*Gelesenes anwenden*:
**A.** Führen Sie anhand des Beitrags zur Freiberuflichkeit in der BAG sämtliche Aufgaben auf, die in die kaufmännische und organisatorische Leitung des Partners im Streitfall eingeschlossen waren.
**B.** Fassen Sie den Beitrag zur Freiberuflichkeit in der BAG in genau zwei Sätzen zusammen.
**C.** Geben Sie aus dem Beitrag zur Freiberuflichkeit in der BAG den Abschnitt wortgetreu wieder, beginnend mit „Rechtssicherheit für Ärzte“ und fortgesetzt bis einschließlich „Gewerbesteuerpflicht führen kann.“.

Rechtssicherheit für Ärzte und Zahnärzte in der BAG: BFH stärkt die Freiberuflichkeit
In ärztlichen oder zahnärztlichen Berufsausübungsgemeinschaften (BAG) ist Arbeitsteilung alltäglich und oft sinnvoll: Während einige Partner den Fokus auf die Behandlung legen, übernehmen andere die administrativen Tätigkeiten, wie z. B. Praxismanagement, Personalführung oder Abrechnung.
Bisher war allerdings unklar, ob eine solche Konstellation die Freiberuflichkeit gefährdet – und somit zu einer Gewerbesteuerpflicht führen kann.
Hintergrund: Gewerbliche Infizierung bei gemischten Tätigkeiten
Laut § 15 Abs. 3 Nr. 1 EStG kommt es zur sog. „gewerblichen Infizierung“, wenn eine freiberuflich tätige Personengesellschaft zusätzlich gewerbliche Tätigkeiten in nicht unerheblichem Umfang ausübt. Das führt dazu, dass sämtliche Einkünfte als gewerblich gelten – mit der Folge: Gewerbesteuerpflicht für die gesamte BAG. Seit einer Entscheidung des Finanzgerichts Rheinland-Pfalz aus dem Jahr 2021 bestanden hier für ärztliche oder zahnärztliche Berufsausübungsgemeinschaften, die ihre administrativen Aufgaben auf einen Partner „abgewälzt“ hatten, große Risiken.
Der Streitfall: Zahnärztliche BAG mit administrativ tätigem Partner
Im konkreten Fall vor dem Finanzgericht Rheinland-Pfalz hatte ein Partner einer zahnärztlichen Berufsausübungsgemeinschaft die kaufmännische und organisatorische Leitung übernommen – inklusive Vertretung gegenüber Kammern und Behörden, Organisation der Praxisabläufe, Personalfragen und Instandhaltung der Gerätschaften. Der Partner war weder „am Behandlungsstuhl“ behandelnd tätig noch in die praktische zahnärztliche Arbeit der anderen Partner und der angestellten Zahnärzte eingebunden. Im dem dann streitig gewordenen Jahr beriet der Partner fünf Patienten konsiliarisch und generierte hieraus einen geringfügigen Umsatz. Finanzamt und Finanzgericht werteten dies als Verlust der Freiberuflichkeit und stufen die gesamten Einkünfte der BAG als gewerblich ein.
BFH-Urteil vom 04.02.2025: Freiberuflichkeit bleibt erhalten
Der Bundesfinanzhof (BFH) widersprach dieser Sichtweise deutlich: Auch ein Partner, der schwerpunktmäßig administrative Aufgaben in der Berufsausübungsgemeinschaft übernimmt, kann weiterhin freiberuflich tätig sein – sofern seine Tätigkeit zum Gesamtbild des freien Berufs gehört.

*Datensatz*:
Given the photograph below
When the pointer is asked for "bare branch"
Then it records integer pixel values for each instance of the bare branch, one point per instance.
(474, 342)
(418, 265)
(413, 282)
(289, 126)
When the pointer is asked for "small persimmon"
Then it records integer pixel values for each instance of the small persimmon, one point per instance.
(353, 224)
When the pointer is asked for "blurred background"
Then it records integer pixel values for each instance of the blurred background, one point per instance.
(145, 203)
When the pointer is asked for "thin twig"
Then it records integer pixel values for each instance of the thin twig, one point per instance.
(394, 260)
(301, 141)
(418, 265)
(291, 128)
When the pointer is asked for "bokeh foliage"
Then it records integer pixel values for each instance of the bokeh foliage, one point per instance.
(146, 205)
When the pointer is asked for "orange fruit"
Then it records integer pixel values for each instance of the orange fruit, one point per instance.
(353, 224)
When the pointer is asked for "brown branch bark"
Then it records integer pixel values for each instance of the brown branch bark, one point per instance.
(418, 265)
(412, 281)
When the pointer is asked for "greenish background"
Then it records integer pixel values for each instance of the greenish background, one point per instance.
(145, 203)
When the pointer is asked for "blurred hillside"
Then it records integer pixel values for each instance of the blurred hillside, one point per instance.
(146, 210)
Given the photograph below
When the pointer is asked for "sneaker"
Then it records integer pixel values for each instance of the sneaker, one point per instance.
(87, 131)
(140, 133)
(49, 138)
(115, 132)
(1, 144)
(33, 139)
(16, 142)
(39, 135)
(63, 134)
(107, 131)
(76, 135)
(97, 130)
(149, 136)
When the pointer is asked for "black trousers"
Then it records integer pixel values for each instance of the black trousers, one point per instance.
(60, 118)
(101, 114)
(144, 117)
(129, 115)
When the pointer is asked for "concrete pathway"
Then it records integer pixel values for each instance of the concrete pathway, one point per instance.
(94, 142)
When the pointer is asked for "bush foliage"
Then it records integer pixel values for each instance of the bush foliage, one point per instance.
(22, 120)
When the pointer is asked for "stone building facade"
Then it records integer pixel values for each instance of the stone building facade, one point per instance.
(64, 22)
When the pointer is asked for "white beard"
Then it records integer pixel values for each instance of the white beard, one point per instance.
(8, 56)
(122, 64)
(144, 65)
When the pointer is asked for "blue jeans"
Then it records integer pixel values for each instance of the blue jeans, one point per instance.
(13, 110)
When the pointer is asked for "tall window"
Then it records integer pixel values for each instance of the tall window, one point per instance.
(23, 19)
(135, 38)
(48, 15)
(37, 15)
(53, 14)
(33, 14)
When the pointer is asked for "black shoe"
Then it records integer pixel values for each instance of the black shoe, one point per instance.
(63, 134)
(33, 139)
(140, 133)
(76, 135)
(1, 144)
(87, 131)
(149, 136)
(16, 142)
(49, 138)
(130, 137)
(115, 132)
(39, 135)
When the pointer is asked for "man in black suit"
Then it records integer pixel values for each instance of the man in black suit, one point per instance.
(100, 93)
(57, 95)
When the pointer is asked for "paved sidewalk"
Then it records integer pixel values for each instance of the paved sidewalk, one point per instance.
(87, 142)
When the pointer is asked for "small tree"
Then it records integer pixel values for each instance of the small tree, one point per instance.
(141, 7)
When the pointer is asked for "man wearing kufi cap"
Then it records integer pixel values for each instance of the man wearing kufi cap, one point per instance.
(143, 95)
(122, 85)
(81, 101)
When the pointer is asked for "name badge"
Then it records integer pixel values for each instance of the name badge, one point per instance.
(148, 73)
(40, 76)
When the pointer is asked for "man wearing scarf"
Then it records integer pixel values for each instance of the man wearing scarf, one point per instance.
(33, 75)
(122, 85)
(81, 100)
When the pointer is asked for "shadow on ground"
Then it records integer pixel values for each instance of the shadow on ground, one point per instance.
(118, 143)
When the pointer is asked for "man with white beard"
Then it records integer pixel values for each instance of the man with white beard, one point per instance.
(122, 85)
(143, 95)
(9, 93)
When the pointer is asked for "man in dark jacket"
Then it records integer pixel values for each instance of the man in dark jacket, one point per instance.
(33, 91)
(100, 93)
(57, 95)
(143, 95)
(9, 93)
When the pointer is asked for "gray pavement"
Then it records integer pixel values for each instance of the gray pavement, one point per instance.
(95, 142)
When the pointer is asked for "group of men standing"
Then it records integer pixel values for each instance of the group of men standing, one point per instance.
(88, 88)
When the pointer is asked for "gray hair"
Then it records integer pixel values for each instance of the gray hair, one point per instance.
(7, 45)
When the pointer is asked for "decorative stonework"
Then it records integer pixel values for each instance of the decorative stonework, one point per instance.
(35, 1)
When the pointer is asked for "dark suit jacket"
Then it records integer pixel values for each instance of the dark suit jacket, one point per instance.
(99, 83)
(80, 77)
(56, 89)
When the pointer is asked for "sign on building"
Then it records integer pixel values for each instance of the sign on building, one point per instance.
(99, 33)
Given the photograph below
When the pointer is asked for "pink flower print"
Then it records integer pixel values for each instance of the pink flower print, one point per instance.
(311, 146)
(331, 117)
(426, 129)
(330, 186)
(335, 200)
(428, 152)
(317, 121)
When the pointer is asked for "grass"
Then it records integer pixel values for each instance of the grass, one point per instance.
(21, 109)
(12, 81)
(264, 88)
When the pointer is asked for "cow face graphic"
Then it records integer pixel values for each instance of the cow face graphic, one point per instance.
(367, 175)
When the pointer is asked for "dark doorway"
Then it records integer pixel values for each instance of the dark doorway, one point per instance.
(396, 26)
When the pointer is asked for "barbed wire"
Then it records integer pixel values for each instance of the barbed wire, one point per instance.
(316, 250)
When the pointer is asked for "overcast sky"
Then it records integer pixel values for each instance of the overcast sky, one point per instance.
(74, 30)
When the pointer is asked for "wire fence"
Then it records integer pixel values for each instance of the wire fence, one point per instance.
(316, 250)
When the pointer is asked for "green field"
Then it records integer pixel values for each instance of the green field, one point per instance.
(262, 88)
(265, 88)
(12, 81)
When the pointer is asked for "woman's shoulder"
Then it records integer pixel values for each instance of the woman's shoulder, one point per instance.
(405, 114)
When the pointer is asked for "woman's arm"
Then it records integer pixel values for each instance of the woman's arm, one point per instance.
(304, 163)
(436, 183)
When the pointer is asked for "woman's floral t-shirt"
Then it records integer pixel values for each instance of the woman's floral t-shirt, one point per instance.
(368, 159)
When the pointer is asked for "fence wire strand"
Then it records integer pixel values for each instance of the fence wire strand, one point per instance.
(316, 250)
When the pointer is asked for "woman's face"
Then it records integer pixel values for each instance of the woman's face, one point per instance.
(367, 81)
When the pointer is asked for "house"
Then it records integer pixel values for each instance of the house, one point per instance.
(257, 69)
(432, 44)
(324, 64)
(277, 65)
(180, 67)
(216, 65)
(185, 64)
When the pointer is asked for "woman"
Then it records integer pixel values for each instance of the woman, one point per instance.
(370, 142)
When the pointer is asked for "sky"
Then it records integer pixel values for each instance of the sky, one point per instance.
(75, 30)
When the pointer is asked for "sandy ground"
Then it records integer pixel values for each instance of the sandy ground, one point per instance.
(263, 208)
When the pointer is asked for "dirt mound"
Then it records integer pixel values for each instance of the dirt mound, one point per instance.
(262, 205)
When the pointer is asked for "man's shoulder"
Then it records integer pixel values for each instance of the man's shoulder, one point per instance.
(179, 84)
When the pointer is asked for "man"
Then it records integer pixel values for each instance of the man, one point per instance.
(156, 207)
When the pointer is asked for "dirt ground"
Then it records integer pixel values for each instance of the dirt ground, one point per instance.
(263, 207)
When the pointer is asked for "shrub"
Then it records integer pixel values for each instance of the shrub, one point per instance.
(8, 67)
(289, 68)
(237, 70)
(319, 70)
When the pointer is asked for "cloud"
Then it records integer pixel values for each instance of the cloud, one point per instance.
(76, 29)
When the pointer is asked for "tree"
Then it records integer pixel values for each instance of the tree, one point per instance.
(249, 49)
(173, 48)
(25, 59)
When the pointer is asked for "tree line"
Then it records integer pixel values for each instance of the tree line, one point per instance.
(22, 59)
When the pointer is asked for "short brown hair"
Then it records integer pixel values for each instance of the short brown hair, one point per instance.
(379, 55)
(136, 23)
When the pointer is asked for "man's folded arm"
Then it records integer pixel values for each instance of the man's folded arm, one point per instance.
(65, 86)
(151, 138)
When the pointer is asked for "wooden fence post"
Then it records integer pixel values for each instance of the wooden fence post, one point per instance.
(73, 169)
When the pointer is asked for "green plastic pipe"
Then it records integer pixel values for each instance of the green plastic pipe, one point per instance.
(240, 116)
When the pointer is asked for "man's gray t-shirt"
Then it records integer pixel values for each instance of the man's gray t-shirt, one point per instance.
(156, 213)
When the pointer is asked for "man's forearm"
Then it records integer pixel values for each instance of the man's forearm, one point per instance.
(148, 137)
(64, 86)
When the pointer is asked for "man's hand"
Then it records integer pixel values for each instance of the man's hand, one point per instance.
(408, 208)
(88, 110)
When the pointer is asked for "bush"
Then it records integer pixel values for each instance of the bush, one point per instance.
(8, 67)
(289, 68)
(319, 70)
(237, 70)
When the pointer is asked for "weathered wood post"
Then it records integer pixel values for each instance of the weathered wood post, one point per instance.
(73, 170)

*Antworten je Aufgabe*:
**A.**
- Vertretung gegenüber Kammern und Behörden
- Organisation der Praxisabläufe
- Personalfragen
- Instandhaltung der Gerätschaften

**B.** Seit einer Entscheidung des Finanzgerichts Rheinland-Pfalz aus dem Jahr 2021 drohte ärztlichen und zahnärztlichen Berufsausübungsgemeinschaften, die ihre administrativen Aufgaben auf einen Partner übertragen hatten, eine gewerbliche Infizierung und damit die Gewerbesteuerpflicht für die gesamte BAG. Der Bundesfinanzhof entschied am 04.02.2025 jedoch, dass auch ein schwerpunktmäßig administrativ tätiger Partner weiterhin freiberuflich tätig sein kann, sofern seine Tätigkeit zum Gesamtbild des freien Berufs gehört.

**C.**
Rechtssicherheit für Ärzte und Zahnärzte in der BAG: BFH stärkt die Freiberuflichkeit
In ärztlichen oder zahnärztlichen Berufsausübungsgemeinschaften (BAG) ist Arbeitsteilung alltäglich und oft sinnvoll: Während einige Partner den Fokus auf die Behandlung legen, übernehmen andere die administrativen Tätigkeiten, wie z. B. Praxismanagement, Personalführung oder Abrechnung.
Bisher war allerdings unklar, ob eine solche Konstellation die Freiberuflichkeit gefährdet – und somit zu einer Gewerbesteuerpflicht führen kann.